→ EXTRACTED TEXT:

+--

It’s official: we don’t have enough home-grown talent in the weather forecasting department and need to import skilled weatherpersons from abroad. In order to tell us that it will rain again. The other highlight is ballet dancers.

The full list is here. It relates to the introduction of Tier 2 of the points based system at the end of November 2008. Essentially, extra points will be awarded to an applicant in a shortage occupation category, making it easier to get a visa.

The interesting entry, for my money, is ‘skilled cooks or chefs’. The way that Tier 2 has been contructed makes it all but impossible for chefs to qualify, unless they would earn over £24,000 (quite a lot for a chef). This is because the old category for entry with three years of specialist skills at equivalent to NVQ level 3 has been scrapped. However, finding home-grown skilled Indian or Thai chefs is impossible, so ‘ethnic’ restaurants have relied on getting work permits for their cooks. That looked like it was going to become unviable, but the inclusion of skilled cooks on the shortage occupation list will make it much easier for them to qualify for Tier 2 permits.

+--

→ GIVEN MATERIAL:
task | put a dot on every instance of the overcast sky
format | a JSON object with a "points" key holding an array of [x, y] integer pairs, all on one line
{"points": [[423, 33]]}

+--

→ STATED GOAL 1:
According to the passage on the shortage occupation list, how much would a chef have to earn to qualify under Tier 2?
→ STATED GOAL 2:
Continue the passage on the shortage occupation list from its final sentence.
The listing is not required for this work.

→ WRITTEN REPLY 1:
Over £24,000.

→ WRITTEN REPLY 2:
Interestingly, to qualify as ‘skilled’ they have to earn at least £8.10 per hour after deductions for accommodation and meals. To my mind, that doesn’t say much about how skilled they are, just how desperate the restaurant is. And it is strange to add another earnings criteria to the existing one already built into Tier 2. It looks a lot like the Home Office wanted to close off this route of entry for chefs, but the Migration Advisory Committee has experienced some hard lobbying by the restaurant trade.

Chicken tikka masala can continue to be the nation’s favourite food.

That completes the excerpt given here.